### TEXTE DU DOCUMENT
-*-
Q - Bonsoir, Monsieur le Ministre. Vous n'avez pas parlé du Traité du Quirinal. Je voulais savoir si vous en aviez parlé cet après-midi et si vous aviez une perspective en commun sur les modalités d'aller de l'avant. Faites-vous une relation qui aborde toutes les questions ou bien choisissez-vous un argument sur lequel travailler de manière plus rapprochée ? Quelle différence y a-t-il entre la position française et celle italienne ?
-*-
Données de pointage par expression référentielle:
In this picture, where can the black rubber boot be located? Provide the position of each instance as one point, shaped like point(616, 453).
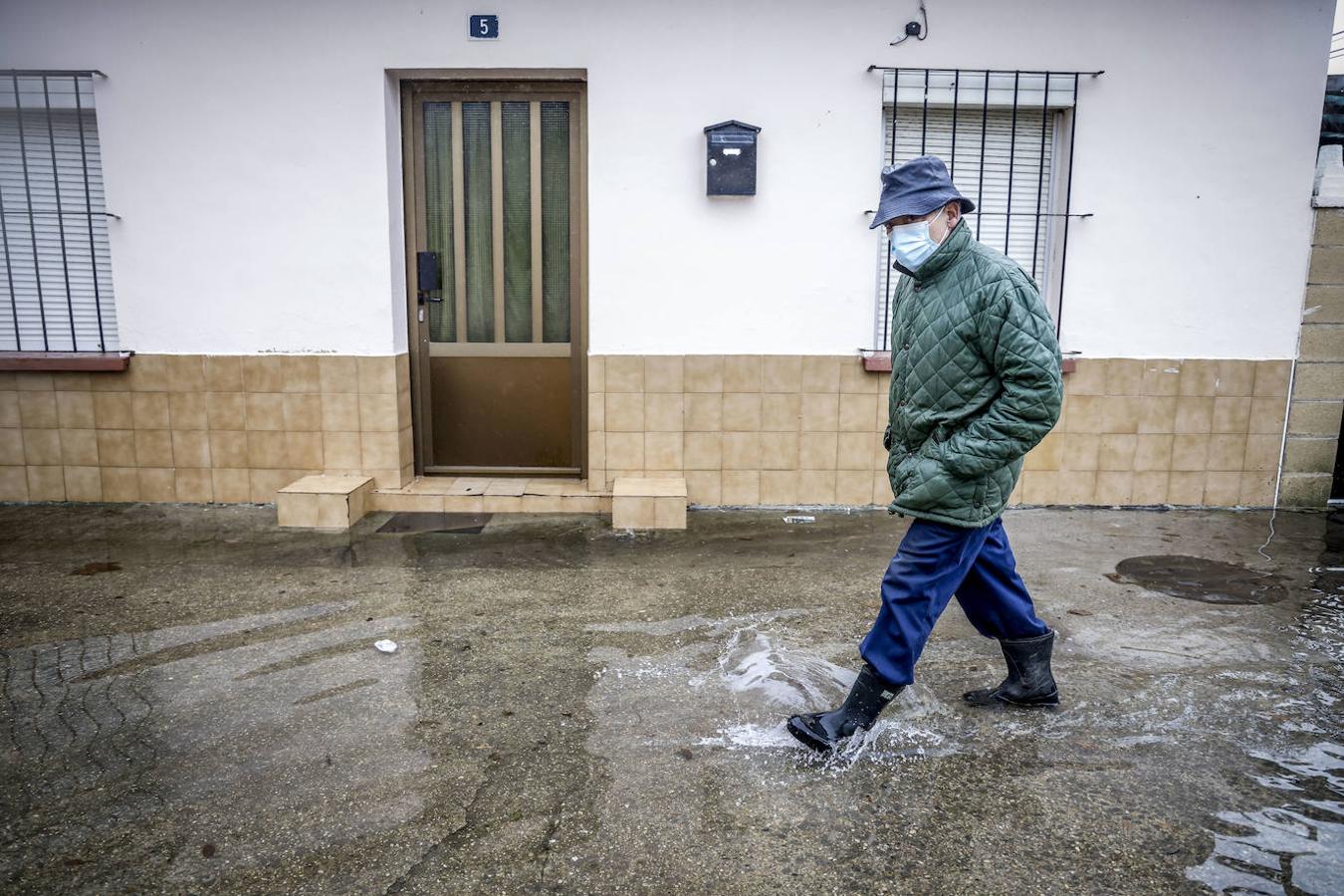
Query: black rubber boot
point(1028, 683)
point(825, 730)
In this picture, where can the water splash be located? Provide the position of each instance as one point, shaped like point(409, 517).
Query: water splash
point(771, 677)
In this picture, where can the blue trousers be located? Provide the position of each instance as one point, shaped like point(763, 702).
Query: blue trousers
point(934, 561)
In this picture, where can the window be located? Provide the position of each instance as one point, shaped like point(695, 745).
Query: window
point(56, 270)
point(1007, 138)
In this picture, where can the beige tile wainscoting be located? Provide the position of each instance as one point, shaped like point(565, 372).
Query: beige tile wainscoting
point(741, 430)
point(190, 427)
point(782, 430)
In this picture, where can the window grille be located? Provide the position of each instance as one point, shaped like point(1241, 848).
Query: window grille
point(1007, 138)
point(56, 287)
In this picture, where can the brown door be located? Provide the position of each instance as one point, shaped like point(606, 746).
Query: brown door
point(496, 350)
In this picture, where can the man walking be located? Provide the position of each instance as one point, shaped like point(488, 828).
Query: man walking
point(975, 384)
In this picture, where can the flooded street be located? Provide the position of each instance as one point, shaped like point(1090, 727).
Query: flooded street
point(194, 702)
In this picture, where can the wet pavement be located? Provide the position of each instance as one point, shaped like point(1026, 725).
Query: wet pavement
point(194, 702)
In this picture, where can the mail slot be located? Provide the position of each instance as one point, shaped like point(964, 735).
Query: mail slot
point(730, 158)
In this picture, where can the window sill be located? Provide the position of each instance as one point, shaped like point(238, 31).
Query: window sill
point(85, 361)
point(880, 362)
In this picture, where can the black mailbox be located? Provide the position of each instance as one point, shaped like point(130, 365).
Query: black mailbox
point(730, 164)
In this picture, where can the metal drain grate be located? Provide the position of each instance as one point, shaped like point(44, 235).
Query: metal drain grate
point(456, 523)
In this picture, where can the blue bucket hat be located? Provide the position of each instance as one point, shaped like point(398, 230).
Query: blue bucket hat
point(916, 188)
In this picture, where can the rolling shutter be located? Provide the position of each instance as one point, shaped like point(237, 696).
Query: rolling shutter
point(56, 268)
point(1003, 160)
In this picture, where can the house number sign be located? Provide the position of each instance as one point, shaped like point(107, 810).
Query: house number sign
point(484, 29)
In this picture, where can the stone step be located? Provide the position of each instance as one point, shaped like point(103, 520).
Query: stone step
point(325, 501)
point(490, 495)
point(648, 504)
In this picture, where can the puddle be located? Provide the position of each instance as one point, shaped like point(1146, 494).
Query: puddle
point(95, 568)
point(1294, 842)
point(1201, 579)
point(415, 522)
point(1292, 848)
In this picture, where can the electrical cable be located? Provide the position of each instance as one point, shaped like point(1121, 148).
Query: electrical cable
-*-
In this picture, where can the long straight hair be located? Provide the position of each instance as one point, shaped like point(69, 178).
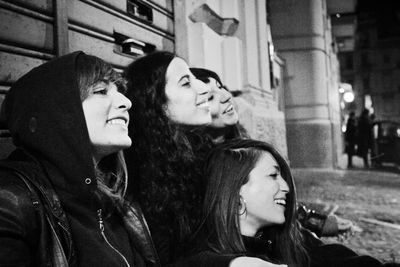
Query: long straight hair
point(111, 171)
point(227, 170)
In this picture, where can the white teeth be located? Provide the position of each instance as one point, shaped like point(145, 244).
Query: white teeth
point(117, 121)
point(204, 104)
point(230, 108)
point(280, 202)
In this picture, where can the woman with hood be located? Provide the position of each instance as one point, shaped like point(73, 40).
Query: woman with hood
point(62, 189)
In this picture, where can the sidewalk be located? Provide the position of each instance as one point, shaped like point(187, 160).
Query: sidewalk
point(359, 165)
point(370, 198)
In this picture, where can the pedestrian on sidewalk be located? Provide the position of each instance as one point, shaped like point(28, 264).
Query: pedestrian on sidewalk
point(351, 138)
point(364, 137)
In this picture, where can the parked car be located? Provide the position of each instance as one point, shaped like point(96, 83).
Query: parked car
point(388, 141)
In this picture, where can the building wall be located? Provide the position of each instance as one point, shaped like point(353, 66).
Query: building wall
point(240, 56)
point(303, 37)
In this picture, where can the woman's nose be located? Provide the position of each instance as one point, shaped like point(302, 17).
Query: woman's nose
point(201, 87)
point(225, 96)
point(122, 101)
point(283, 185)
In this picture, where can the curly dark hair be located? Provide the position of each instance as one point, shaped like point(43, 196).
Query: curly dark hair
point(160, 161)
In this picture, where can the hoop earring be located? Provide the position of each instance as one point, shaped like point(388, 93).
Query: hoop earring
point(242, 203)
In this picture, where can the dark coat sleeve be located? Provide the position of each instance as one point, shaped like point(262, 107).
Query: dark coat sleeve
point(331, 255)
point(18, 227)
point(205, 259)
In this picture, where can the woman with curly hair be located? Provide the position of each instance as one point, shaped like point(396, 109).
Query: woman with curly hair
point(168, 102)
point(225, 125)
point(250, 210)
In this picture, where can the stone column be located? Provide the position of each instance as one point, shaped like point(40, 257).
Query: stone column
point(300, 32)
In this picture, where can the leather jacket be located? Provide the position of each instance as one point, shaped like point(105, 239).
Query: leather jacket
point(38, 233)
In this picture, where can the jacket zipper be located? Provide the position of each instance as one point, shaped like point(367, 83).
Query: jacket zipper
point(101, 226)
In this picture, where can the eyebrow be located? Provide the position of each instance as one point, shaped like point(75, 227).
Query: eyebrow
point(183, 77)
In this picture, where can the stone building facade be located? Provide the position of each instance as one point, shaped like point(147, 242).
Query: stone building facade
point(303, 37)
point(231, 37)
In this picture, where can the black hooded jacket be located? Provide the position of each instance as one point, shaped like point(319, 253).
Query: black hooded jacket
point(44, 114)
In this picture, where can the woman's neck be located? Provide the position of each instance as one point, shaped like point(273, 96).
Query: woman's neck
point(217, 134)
-*-
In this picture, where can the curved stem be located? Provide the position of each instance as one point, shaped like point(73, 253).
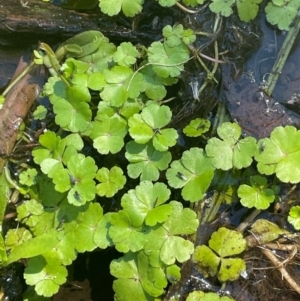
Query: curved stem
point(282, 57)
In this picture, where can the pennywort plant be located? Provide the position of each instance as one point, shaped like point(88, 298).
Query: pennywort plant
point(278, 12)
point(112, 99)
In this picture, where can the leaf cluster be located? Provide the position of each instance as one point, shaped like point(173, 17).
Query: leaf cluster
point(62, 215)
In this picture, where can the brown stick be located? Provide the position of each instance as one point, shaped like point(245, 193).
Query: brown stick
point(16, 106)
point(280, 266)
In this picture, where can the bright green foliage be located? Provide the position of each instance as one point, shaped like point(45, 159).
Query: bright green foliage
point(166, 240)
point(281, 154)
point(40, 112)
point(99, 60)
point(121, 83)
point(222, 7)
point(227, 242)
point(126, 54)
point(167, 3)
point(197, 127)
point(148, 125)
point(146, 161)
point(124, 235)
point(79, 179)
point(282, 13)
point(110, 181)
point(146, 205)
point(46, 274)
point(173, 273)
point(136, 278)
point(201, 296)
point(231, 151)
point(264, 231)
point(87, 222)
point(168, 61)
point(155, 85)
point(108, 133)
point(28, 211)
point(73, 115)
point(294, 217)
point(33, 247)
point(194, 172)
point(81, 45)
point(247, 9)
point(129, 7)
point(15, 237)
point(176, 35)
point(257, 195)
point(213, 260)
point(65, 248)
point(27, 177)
-*-
### EXERCICES À FAIRE
[A] Extrayez du texte sur le Traité du Quirinal le passage qui va de "Q - Bonsoir, Monsieur" jusqu'à "celle italienne ?" inclus, sans rien y changer.
[B] Écrivez la suite du texte sur le Traité du Quirinal, en partant juste après sa dernière phrase.
Vous n'avez pas besoin des entrées.

### CORRIGÉ DES EXERCICES
[A]
Q - Bonsoir, Monsieur le Ministre. Vous n'avez pas parlé du Traité du Quirinal. Je voulais savoir si vous en aviez parlé cet après-midi et si vous aviez une perspective en commun sur les modalités d'aller de l'avant. Faites-vous une relation qui aborde toutes les questions ou bien choisissez-vous un argument sur lequel travailler de manière plus rapprochée ? Quelle différence y a-t-il entre la position française et celle italienne ?

[B]
R - Je vous remercie pour cette question. Nous nous étions arrêtés à Naples le 27 février et nous continuons dans le même esprit et avec le même objectif après une parenthèse liée au Covid. Le 27 février les deux présidents, le président du Conseil, G. Conte et le président Macron, s'étaient mis d'accord sur la nécessité de mettre en oeuvre le Traité du Quirinal, de faire en sorte que ce traité soit le plus large possible, qu'il puisse constituer une nouvelle phase de nos relations et qu'il puisse inventorier l'ensemble des sujets sur lesquels nous décidons de "contractualiser" et de coopérer étroitement. Donc, c'est une vision large de son champ que nous défendons. Et c'est aussi une nouvelle donne dans la relation franco-italienne. Entre le 27 février et aujourd'hui il y a eu le coronavirus, donc, si je peux me permettre de résumer votre question et ma pensée, et je crois aussi celle de Luigi, "le Quirinal c'est maintenant" !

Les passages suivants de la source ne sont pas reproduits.